## TEXT BLOCK
-- Opening Marker --

Other accredited hospitals are the Makati Medical Center, Metropolitan Medical Center, Asian Hospital, and the World Citi Medical Center.

Services offered

With 60 years of experience in providing healthcare, the USTH is globally competent in terms of its healthcare professionals and modern facilities. Participating in the emerging trend of medical tourism did not come as a surprise.

“We have been doing medical tourism in USTH long before the term was coined. USTH has been serving international patients already. In terms of expertise and capability, USTH has a lot to offer to international patients,” Manto said.

The services to be offered to the medical tourists by the USTH are plastic and reconstructive surgery, ophthalmology, and laparoscopic surgery.

USTH also offers an array of reconstructive surgeries. From beauty-enhancement procedures like face and nose lifts to figure flattering treatments like liposuction, tummy tucks, and Botox injections; USTH has it all. Prices range from P18,500 ($350) to P218,890 ($4,130) depending on the treatment and the number of days of treatment. In terms of ophthalmology, USTH offers eye operations such as glaucoma operation, focal laser, enucleation, and other complicated eye surgeries. Prices range from P34,980 ($660) to P161,650 ($3, 050).

-- Closing Marker --

## PROBLEM DETAILS
Repeat the part of the medical tourism text from "With 60 years" to "and laparoscopic surgery." word for word.

## PROVIDED DATA
-- Opening Marker --

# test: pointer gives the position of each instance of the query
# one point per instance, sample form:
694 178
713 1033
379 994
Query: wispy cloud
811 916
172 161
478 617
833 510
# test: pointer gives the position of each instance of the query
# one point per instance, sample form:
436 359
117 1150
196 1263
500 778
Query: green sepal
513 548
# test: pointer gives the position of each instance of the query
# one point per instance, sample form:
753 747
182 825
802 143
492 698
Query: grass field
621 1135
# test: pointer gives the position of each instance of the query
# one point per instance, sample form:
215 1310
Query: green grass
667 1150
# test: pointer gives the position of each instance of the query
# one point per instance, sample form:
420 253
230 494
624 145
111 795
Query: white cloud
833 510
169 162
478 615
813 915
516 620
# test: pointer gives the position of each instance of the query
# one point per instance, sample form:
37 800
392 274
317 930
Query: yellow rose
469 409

-- Closing Marker --

## COMPLETED TASK
With 60 years of experience in providing healthcare, the USTH is globally competent in terms of its healthcare professionals and modern facilities. Participating in the emerging trend of medical tourism did not come as a surprise.

“We have been doing medical tourism in USTH long before the term was coined. USTH has been serving international patients already. In terms of expertise and capability, USTH has a lot to offer to international patients,” Manto said.

The services to be offered to the medical tourists by the USTH are plastic and reconstructive surgery, ophthalmology, and laparoscopic surgery.